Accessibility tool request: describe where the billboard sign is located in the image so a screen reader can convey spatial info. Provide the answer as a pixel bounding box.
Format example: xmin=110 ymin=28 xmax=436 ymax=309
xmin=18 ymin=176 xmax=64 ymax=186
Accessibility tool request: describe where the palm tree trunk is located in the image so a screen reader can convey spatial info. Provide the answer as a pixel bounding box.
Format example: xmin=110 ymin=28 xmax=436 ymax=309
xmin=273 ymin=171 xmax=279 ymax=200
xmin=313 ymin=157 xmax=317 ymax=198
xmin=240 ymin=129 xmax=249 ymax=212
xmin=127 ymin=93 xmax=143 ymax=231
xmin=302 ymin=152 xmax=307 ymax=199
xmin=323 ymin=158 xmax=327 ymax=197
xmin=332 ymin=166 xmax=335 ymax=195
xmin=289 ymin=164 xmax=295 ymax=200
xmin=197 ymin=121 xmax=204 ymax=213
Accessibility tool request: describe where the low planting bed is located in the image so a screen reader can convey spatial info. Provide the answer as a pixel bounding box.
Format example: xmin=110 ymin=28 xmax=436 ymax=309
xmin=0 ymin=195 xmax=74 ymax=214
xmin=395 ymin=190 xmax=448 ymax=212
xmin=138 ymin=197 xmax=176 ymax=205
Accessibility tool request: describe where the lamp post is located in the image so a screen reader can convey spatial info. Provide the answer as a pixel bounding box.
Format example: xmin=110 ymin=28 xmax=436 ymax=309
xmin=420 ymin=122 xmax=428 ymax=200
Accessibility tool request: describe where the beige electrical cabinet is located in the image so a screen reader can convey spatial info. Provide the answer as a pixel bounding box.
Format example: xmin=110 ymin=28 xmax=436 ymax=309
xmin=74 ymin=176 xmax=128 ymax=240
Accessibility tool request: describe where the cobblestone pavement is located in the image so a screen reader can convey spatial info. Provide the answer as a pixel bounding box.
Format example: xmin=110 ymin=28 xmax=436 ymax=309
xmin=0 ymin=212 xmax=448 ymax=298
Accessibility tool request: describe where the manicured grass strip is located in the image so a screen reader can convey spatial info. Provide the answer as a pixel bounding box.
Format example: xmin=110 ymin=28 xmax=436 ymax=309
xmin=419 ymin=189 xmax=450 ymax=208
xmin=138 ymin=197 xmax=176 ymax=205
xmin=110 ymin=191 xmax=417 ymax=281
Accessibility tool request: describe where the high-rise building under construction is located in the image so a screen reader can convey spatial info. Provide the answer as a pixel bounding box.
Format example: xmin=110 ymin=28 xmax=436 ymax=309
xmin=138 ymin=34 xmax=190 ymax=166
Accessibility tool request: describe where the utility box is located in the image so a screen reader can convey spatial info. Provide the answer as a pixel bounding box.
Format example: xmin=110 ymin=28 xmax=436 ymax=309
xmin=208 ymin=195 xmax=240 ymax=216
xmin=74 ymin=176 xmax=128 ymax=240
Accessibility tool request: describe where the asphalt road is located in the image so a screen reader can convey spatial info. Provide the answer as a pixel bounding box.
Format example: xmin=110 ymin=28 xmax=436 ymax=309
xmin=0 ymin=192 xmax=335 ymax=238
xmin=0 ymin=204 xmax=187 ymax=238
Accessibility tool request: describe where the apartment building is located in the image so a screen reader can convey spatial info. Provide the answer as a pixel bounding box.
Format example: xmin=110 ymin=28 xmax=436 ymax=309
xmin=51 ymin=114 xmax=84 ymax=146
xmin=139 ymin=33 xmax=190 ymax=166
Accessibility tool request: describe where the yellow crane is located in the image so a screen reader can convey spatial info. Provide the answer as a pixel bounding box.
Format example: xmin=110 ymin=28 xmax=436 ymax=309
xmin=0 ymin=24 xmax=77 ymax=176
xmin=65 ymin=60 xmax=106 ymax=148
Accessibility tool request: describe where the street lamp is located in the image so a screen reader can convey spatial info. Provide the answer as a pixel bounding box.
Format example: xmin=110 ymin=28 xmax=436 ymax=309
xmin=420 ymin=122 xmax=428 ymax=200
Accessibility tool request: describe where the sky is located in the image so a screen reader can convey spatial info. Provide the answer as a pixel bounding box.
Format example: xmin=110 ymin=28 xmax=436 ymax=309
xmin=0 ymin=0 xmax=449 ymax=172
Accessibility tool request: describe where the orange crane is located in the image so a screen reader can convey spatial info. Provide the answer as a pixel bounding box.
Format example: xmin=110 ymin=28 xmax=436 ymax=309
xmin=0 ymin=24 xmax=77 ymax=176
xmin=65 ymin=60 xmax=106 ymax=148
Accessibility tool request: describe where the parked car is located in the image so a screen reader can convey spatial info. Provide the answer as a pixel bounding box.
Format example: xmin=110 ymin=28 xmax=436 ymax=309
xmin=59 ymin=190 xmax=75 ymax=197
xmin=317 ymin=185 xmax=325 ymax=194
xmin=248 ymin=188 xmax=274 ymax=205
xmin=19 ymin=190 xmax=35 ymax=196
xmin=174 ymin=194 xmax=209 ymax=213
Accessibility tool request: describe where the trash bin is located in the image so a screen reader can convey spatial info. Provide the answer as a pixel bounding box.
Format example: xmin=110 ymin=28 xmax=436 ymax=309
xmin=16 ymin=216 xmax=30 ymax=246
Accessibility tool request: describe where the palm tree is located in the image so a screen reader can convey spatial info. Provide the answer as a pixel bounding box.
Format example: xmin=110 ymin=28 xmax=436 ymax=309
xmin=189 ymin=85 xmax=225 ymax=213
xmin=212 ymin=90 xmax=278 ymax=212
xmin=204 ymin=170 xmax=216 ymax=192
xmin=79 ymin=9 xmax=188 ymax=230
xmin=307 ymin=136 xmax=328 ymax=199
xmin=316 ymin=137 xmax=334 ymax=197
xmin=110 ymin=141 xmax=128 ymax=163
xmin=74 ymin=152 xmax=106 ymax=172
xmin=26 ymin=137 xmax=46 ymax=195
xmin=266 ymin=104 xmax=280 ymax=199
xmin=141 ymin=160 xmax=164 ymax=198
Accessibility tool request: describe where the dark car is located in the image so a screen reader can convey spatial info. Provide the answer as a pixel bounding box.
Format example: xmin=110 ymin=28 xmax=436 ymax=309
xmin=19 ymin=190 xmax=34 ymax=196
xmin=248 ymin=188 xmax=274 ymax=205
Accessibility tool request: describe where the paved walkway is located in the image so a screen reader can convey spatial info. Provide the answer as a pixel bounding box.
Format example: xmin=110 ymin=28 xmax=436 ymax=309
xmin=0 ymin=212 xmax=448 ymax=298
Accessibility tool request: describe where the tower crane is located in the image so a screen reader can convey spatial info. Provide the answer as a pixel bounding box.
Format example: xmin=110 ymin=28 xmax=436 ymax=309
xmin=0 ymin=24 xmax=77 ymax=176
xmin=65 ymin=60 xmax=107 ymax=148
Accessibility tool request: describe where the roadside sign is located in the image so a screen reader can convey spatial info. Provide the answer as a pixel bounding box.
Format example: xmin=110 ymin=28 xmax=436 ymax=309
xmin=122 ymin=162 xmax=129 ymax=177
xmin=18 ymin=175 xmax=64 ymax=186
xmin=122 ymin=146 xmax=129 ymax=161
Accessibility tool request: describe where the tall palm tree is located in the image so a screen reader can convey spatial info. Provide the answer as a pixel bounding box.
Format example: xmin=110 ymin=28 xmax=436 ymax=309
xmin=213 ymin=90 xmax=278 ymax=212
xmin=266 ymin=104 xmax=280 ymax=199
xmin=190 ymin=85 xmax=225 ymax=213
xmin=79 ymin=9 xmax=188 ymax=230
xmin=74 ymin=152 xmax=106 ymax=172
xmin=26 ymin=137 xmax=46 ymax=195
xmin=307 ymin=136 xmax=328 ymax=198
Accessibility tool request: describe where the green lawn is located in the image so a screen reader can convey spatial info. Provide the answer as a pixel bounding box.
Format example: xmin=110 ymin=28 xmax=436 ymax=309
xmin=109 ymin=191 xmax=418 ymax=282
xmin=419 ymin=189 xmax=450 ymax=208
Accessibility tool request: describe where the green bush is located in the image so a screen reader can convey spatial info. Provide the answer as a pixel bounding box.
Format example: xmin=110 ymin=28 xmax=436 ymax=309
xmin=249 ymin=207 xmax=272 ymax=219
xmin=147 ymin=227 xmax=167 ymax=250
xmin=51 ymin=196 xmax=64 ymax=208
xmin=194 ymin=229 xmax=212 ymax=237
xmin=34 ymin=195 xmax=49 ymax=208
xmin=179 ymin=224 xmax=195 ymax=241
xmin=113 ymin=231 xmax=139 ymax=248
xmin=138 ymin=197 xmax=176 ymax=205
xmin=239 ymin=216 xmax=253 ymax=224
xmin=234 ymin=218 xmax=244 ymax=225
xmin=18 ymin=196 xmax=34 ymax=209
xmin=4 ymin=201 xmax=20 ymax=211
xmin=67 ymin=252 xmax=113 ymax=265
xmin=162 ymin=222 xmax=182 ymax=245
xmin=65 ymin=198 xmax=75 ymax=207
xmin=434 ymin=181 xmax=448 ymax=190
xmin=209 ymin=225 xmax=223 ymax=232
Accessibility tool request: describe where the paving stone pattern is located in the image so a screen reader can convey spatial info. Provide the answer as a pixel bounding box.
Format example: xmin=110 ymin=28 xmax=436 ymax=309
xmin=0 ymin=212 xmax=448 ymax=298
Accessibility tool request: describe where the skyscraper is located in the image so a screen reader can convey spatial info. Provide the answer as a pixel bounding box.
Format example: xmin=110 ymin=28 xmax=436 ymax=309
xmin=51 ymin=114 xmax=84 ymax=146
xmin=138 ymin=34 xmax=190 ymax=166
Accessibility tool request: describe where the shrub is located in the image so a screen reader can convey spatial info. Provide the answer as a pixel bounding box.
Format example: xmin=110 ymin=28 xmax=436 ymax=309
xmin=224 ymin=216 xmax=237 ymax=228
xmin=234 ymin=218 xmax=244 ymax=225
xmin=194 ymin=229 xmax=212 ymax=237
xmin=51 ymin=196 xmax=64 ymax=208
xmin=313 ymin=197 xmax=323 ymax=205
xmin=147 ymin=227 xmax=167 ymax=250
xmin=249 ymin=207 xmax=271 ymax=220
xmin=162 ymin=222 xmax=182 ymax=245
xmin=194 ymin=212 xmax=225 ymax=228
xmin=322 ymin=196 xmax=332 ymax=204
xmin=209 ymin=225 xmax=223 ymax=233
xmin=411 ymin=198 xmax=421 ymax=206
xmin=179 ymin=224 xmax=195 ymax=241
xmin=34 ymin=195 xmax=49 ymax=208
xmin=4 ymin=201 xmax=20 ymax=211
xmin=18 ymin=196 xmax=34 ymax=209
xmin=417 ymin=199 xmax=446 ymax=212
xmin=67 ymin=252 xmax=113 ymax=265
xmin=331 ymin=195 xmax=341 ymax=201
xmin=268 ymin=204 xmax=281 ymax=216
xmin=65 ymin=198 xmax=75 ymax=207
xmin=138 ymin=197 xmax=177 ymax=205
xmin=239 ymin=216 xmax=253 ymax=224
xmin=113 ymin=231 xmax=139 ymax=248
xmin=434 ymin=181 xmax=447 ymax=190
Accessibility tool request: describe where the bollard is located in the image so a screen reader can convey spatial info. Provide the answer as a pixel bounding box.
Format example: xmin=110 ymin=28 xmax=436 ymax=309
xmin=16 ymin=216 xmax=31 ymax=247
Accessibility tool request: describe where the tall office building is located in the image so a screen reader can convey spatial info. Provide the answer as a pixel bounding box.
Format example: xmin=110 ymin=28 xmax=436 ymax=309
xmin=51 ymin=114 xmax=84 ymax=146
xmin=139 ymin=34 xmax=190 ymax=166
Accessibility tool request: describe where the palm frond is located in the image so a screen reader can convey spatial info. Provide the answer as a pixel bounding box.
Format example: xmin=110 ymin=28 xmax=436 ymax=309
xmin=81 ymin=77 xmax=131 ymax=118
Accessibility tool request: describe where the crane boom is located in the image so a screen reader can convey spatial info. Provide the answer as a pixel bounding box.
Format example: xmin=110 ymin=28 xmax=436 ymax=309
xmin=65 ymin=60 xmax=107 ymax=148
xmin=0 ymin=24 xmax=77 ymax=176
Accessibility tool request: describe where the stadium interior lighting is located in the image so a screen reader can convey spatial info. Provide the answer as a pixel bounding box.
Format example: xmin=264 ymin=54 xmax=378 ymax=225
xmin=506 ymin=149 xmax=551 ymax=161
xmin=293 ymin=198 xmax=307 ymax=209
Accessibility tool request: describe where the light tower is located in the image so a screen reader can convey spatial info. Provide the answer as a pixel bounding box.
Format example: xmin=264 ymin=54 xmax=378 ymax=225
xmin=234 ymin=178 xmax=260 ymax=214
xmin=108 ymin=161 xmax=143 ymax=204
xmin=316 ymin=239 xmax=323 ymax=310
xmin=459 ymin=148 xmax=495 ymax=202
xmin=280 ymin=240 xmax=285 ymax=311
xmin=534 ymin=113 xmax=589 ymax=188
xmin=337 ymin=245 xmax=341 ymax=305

*Exercise description*: Look above for the line with "Accessibility tool request: describe where the low"; retype exactly that line, every line after it up to the line with "Accessibility tool request: describe where the lamp", and that line too, nothing else.

*Solution to this task*:
Accessibility tool request: describe where the low planting bed is located in the image so a screen reader can convey spatial info. Provide the answer as a pixel bounding box.
Format example: xmin=110 ymin=28 xmax=436 ymax=309
xmin=0 ymin=195 xmax=74 ymax=214
xmin=395 ymin=190 xmax=448 ymax=212
xmin=138 ymin=197 xmax=176 ymax=205
Accessibility tool request: describe where the lamp post is located in the image so a screen reader can convey spatial info. Provide the answer as a pixel bounding box.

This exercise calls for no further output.